**Document passage**
---+---

This powerful but evil blade tempted your main hero, and now he is caught within its grasp. Although it makes him vastly powerful in combat and lets him feast on the souls of his enemies, it is slowly draining his spirit and he cannot put the blade down. Let’s only hope your other heroes find a way to remove the curse before it is too late!

Assassin’s Dirk
Attack: 35 Speed: 20 Attributes: bladed. Critical hit bonus: +15% Options: Always Attack First. Inflicts status: poison (25% chance). Appearance: a small dagger with poison on its tip.
This legendary dagger was used by a famous assassin during most of his killings. It magically keeps the user aware of danger, and the poison it caries is as deadly as always.

The Sun Sword
Attack: 80 Defense: 15 Mind: 50 Speed: 15 Attributes: bladed, holy. Critical hit bonus: +25% Options: Attack Twice. Inflicts status: bleeding (stronger version of poison) (25% chance). Appearance: a golden short sword with a star-shaped hilt.

---+---

**Stated problem 1**
Using the weapon descriptions, decide whether each statement is true: (a) The Assassin's Dirk has a 25% chance to poison. (b) The Sun Sword strikes twice. (c) The main hero can put the cursed blade down when he likes. Answer yes or no for each, quoting the words of the text that settle it.
**Stated problem 2**
Write the next part of the weapon descriptions, picking up right after the Sun Sword's stats.

[Stored records]

---+---

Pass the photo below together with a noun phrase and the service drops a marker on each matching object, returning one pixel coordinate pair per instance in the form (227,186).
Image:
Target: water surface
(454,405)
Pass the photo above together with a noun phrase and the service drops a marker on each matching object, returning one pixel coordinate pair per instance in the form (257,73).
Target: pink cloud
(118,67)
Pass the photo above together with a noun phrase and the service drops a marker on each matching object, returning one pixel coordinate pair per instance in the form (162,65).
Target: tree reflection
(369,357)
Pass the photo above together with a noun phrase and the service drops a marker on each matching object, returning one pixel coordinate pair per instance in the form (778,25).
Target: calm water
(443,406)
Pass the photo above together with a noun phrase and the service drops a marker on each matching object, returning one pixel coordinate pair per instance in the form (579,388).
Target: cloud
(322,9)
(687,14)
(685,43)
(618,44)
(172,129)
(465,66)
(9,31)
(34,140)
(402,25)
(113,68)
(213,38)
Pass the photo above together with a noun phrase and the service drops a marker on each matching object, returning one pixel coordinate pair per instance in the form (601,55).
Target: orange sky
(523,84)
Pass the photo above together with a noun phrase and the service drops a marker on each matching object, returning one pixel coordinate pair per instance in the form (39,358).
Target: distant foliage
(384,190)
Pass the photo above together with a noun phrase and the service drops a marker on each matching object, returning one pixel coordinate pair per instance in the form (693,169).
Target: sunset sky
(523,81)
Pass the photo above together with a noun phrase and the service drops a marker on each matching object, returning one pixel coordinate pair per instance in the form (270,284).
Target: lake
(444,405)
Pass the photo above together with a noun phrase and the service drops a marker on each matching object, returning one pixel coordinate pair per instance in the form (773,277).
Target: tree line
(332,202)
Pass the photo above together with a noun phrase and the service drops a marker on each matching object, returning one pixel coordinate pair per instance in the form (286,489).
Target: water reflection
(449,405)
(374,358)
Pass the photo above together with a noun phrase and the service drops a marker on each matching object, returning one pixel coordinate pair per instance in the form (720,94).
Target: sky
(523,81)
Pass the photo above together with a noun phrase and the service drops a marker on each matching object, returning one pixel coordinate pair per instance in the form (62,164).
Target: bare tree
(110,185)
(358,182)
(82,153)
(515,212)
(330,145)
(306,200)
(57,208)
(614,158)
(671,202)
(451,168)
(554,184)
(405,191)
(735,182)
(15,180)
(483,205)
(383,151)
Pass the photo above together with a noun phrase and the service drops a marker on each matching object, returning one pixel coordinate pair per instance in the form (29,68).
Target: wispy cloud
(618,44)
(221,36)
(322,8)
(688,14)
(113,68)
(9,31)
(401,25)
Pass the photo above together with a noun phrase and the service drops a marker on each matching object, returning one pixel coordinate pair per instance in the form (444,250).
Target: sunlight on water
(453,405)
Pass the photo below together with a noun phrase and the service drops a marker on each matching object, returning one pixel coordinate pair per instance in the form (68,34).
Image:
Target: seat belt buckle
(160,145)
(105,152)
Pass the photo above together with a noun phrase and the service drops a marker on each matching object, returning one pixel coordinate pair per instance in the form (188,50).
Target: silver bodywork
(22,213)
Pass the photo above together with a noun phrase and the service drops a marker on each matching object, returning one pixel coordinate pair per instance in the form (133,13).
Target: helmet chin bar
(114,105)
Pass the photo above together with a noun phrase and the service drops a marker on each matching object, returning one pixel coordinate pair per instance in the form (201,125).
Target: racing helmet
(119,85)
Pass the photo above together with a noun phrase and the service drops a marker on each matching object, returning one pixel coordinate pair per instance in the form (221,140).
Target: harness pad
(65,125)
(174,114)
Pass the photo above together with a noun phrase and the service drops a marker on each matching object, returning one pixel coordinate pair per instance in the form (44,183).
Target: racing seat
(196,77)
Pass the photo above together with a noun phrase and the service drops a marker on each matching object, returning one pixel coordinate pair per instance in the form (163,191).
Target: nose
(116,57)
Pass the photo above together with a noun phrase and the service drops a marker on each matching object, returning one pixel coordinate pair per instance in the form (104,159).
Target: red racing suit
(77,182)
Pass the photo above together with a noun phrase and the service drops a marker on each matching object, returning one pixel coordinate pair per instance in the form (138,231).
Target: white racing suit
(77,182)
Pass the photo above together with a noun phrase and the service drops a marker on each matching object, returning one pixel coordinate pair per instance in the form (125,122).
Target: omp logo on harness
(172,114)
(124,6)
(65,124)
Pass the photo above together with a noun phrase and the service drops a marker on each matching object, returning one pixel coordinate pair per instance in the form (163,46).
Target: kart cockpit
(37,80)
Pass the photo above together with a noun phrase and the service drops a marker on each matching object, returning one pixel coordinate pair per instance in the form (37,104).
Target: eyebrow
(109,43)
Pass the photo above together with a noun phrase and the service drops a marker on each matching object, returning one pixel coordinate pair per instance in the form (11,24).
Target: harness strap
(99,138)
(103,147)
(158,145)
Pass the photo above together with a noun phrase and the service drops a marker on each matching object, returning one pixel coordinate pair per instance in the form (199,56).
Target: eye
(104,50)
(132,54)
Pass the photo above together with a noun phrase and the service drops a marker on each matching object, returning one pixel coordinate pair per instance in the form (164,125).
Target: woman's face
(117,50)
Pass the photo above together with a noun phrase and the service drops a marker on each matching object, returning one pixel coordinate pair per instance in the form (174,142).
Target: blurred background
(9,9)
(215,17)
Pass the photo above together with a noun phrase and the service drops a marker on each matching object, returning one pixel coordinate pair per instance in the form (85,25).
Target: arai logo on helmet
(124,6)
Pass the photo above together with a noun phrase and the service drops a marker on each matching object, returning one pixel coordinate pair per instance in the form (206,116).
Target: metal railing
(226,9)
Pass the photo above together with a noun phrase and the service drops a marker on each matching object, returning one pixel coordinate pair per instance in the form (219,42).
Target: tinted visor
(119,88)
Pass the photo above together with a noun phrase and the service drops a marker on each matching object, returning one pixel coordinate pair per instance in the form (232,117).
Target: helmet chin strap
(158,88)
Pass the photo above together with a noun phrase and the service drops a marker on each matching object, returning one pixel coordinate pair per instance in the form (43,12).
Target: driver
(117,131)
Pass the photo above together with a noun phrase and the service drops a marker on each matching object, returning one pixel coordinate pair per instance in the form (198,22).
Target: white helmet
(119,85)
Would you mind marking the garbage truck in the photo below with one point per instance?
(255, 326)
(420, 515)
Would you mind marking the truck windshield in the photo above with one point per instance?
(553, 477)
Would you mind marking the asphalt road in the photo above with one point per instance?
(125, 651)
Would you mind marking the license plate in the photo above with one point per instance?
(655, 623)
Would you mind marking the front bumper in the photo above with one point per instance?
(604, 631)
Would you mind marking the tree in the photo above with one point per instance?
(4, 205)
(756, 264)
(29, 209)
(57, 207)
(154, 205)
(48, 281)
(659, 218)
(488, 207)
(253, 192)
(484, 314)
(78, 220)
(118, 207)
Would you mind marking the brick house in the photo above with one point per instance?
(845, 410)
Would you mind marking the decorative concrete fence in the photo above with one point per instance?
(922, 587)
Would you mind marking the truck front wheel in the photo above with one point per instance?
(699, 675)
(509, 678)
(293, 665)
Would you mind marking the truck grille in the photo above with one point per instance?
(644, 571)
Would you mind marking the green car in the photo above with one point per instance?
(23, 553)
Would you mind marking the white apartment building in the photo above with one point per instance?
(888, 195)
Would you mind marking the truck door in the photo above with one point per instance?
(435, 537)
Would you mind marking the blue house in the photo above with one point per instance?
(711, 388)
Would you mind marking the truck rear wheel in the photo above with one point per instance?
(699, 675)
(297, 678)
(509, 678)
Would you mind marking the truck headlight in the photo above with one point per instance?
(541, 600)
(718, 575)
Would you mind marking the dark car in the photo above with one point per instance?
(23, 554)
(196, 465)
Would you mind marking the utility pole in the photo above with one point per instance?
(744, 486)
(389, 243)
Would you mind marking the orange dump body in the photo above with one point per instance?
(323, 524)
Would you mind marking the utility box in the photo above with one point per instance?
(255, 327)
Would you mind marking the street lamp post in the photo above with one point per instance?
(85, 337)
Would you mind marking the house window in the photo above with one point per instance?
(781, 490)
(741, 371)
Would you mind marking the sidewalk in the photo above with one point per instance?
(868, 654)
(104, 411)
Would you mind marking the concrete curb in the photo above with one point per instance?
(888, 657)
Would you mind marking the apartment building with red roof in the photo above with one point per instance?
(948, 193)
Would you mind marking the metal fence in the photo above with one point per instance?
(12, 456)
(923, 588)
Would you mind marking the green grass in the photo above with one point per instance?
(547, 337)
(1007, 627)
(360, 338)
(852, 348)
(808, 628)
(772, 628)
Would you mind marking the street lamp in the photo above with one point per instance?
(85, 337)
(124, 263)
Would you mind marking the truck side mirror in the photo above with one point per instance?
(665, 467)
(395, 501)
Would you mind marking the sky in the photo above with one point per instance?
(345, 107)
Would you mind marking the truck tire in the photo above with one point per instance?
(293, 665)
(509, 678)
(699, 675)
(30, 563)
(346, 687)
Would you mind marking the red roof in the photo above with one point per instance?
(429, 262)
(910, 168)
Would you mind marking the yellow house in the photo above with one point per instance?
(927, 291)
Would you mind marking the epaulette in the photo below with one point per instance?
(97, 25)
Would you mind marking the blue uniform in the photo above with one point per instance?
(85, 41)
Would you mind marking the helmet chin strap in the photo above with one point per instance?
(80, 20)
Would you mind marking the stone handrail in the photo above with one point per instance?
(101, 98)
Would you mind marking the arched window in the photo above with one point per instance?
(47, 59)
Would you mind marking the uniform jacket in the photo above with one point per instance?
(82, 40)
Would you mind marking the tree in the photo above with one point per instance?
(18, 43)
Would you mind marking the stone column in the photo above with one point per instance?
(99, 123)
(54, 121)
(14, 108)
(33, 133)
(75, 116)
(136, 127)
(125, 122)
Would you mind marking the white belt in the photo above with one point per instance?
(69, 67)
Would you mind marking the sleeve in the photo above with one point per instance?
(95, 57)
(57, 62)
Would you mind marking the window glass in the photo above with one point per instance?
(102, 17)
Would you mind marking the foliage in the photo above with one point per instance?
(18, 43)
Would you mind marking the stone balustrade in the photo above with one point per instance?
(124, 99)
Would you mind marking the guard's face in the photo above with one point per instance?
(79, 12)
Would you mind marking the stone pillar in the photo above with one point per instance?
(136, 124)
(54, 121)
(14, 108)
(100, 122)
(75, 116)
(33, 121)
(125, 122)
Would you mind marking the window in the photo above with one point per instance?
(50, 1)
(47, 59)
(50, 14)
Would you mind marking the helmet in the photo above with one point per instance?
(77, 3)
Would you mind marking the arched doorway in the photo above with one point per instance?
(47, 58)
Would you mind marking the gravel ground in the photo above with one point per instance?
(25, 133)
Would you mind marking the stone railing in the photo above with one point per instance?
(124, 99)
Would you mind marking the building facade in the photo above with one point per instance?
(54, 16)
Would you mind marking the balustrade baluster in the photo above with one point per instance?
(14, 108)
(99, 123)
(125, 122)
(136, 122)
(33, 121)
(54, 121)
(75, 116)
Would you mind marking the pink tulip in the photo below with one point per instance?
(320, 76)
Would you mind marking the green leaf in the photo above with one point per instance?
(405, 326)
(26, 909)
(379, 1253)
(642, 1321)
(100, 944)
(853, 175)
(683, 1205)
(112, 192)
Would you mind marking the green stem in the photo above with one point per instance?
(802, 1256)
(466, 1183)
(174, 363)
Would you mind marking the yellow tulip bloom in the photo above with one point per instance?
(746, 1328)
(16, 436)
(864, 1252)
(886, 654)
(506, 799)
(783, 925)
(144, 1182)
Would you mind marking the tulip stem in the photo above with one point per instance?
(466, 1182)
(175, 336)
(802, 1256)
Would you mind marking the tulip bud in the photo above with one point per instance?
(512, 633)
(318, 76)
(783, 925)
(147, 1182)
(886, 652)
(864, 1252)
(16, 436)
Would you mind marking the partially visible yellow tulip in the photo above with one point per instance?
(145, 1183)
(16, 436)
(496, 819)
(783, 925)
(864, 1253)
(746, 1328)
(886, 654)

---+---

**Expected output 1**
(a) Yes: "Inflicts status: poison (25% chance)."
(b) Yes: "Options: Attack Twice."
(c) No: "he cannot put the blade down."

**Expected output 2**
The legendary Sun Sword as seen in one of my art works. This weapon makes even the low-attack Sai’Kar into a deadly melee fighter. About as far as a weapon can go without being absurd, the Sun Sword is a truly dangerous and powerful blade.

To Arms!

Weapons define the heroes of our games. From the first impression to the final battle, our impressions of these characters are shaped by what they carry into combat. Our adventurers will need their weapons to get them out of trouble time and time again, so we might as well make these instruments of war as interesting as possible.